====== EXERCISE DATA
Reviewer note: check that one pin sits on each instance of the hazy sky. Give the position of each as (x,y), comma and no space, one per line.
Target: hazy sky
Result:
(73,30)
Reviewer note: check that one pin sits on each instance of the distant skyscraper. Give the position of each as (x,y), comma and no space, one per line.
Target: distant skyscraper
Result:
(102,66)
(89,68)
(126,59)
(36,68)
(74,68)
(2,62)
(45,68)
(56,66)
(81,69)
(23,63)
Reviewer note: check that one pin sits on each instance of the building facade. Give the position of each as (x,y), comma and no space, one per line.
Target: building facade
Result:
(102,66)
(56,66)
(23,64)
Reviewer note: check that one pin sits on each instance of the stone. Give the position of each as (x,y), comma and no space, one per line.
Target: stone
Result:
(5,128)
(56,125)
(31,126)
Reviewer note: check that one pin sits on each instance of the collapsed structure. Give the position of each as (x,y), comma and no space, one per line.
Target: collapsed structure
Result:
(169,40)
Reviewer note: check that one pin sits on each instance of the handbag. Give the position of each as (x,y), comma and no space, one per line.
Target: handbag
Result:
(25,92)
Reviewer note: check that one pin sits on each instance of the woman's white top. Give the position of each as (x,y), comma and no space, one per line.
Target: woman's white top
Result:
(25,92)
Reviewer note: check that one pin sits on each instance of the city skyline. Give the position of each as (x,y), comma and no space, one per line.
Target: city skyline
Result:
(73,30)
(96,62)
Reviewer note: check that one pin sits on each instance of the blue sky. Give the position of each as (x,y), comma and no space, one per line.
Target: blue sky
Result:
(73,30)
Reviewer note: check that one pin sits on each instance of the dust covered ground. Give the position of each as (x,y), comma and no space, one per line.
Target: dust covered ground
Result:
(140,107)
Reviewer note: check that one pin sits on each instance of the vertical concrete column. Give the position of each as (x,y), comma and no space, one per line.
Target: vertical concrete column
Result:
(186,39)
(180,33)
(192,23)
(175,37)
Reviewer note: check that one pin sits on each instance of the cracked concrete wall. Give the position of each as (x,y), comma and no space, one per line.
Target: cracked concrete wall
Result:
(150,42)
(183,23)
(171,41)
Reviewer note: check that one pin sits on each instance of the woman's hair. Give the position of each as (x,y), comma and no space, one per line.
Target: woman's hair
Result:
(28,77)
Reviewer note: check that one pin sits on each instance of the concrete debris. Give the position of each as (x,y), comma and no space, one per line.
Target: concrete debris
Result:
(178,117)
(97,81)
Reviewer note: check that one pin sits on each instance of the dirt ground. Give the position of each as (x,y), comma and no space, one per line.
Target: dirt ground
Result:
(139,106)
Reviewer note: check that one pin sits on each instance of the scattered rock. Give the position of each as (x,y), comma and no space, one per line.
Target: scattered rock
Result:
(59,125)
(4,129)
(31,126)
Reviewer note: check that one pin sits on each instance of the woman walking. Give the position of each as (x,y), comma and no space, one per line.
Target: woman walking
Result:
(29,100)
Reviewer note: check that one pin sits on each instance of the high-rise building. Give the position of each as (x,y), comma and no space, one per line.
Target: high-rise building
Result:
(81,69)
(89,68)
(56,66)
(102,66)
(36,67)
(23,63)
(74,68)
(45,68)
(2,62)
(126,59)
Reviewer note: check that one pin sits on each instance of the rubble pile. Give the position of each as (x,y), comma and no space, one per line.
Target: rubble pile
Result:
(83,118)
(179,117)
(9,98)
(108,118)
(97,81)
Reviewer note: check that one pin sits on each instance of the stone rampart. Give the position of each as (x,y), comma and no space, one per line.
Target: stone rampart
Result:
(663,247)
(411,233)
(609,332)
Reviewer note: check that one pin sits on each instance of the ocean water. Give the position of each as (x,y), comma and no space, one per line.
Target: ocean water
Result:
============
• _EXERCISE OBJECTIVE_
Please write out all of the material above again, changing "Reviewer note" to "Checker note" everywhere it occurs and leaving every other character as it is.

• _EXERCISE OUTPUT_
Checker note: check that one pin sits on each instance of the hazy sky. Give the position of each as (x,y), comma and no space, one per line.
Target: hazy sky
Result:
(73,30)
Checker note: check that one pin sits on each instance of the distant skyscraper. Give the position of each as (x,y), comma and no space, one per line.
Target: distant skyscraper
Result:
(102,66)
(89,68)
(126,59)
(36,68)
(74,68)
(2,62)
(45,68)
(56,66)
(81,69)
(23,63)
Checker note: check that one pin sits on each instance of the building facade. Give the position of each as (x,y), comma and no space, one per line.
Target: building facade
Result:
(102,66)
(56,66)
(23,64)
Checker note: check that one pin sits on each instance of the stone. Give the position of each as (x,y), comma and no space, one per line.
Target: stone
Result:
(5,128)
(56,125)
(31,126)
Checker note: check that one pin sits on each instance of the collapsed structure. Give the position of each as (x,y), comma and no space, one per line.
Target: collapsed structure
Result:
(169,40)
Checker note: check that one pin sits on each instance of the handbag. Give the position of each as (x,y), comma and no space, one per line.
Target: handbag
Result:
(25,92)
Checker note: check that one pin sits on each instance of the woman's white top. Give the position of each as (x,y), comma and no space, one per line.
Target: woman's white top
Result:
(25,92)
Checker note: check that one pin sits on each instance of the city skyline. Give the position of each as (x,y), comma and no space, one per line.
Target: city skyline
Result:
(73,30)
(96,62)
Checker note: check that one pin sits on each instance of the blue sky. Give the position of each as (x,y), comma and no space, one per line.
Target: blue sky
Result:
(73,30)
Checker note: check that one pin sits on each instance of the dust covered ground. Give the position of each as (x,y), comma and no space, one per line.
Target: dust covered ground
Result:
(140,107)
Checker note: check that one pin sits on each instance of the vertical concrete column. Give the position of each as (x,y), comma and no space, one per line.
Target: vertical concrete column
Result:
(186,39)
(180,33)
(192,23)
(175,37)
Checker note: check that one pin sits on each instance of the cracked concrete wall. Give the position of each as (x,y), comma and no space, one per line.
Target: cracked concrete wall
Result:
(150,42)
(183,23)
(171,41)
Checker note: check that one pin sits on each instance of the woman's hair. Give the position of each as (x,y), comma and no space, one per line.
Target: woman's hair
Result:
(28,77)
Checker note: check that one pin sits on each instance of the concrete debris. Give the position of each as (x,y), comma and no space, one per line.
Target: concrete debris
Result:
(178,117)
(97,81)
Checker note: check that one pin sits on each instance of the dirt ground. Give the position of each as (x,y), comma and no space, one per line.
Target: dirt ground
Result:
(139,106)
Checker note: check that one pin sits on each instance of the scattered rock. Give the position of each as (x,y), comma and no space, one per line.
Target: scattered rock
Result:
(59,125)
(4,129)
(31,126)
Checker note: check that one pin sits on each instance of the woman walking. Give the position of each as (x,y), comma and no space, one per line.
Target: woman walking
Result:
(29,100)
Checker note: check that one pin sits on each instance of the high-rise building. Give the position of each as (x,y), comma and no space, one per line.
Target: high-rise building
Result:
(81,69)
(89,68)
(56,66)
(102,66)
(36,67)
(23,63)
(74,68)
(45,68)
(2,62)
(126,59)
Checker note: check that one pin sits on each instance of the rubble pile. Give the position of each as (x,y), comma and no space, one per line.
Target: rubble pile
Result:
(83,118)
(179,117)
(9,98)
(108,118)
(97,81)
Checker note: check that one pin sits on each instance of the stone rampart. Give the position of each as (x,y), comma and no space, one per line.
Target: stone rampart
Result:
(663,247)
(411,233)
(609,332)
Checker note: check that one pin sits on each instance of the ocean water. Give the position of each as (x,y), comma and no space, one per line.
Target: ocean water
Result:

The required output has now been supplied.